**TASK PROMPT:**
Could you return only the lines that run from the line with "Practice. Identify the raised" through the final line of the data, exactly as they stand?

◆ ◆ ◆ ◆ ◆ ◆ ◆

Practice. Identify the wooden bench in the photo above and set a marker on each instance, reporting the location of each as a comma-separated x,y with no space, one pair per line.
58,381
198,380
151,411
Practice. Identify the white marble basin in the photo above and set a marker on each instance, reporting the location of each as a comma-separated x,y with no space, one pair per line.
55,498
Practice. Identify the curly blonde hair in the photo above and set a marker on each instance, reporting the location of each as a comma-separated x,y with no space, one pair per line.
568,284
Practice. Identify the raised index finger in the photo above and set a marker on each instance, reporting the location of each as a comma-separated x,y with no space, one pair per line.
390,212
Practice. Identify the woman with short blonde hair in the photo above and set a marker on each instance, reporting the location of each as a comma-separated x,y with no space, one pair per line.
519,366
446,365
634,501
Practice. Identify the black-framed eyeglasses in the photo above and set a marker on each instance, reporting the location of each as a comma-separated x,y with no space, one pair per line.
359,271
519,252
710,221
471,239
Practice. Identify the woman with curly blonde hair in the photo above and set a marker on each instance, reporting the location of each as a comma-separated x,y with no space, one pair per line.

◆ ◆ ◆ ◆ ◆ ◆ ◆

**COMPLETED TASK:**
Practice. Identify the raised index finger in the photo above and set a marker on each instance, reporting the location of each as a comma-separated x,y with no space, one pair per line.
390,212
Practice. Identify the woman with short blonde hair in the photo above and set a marker on each instance, reporting the location of each as a comma-separated x,y with no space, one pair per line.
519,366
446,365
634,501
Practice. Identify the black-framed eyeglasses in the photo above and set a marker on each instance, reporting the location of each as a comma-separated x,y with no space, one pair per line.
359,271
519,252
710,221
471,239
Practice. Identify the woman with curly blonde hair in the photo above and set a marker on each instance, reporting the location of each as a comma-separated x,y with no space, one pair per line.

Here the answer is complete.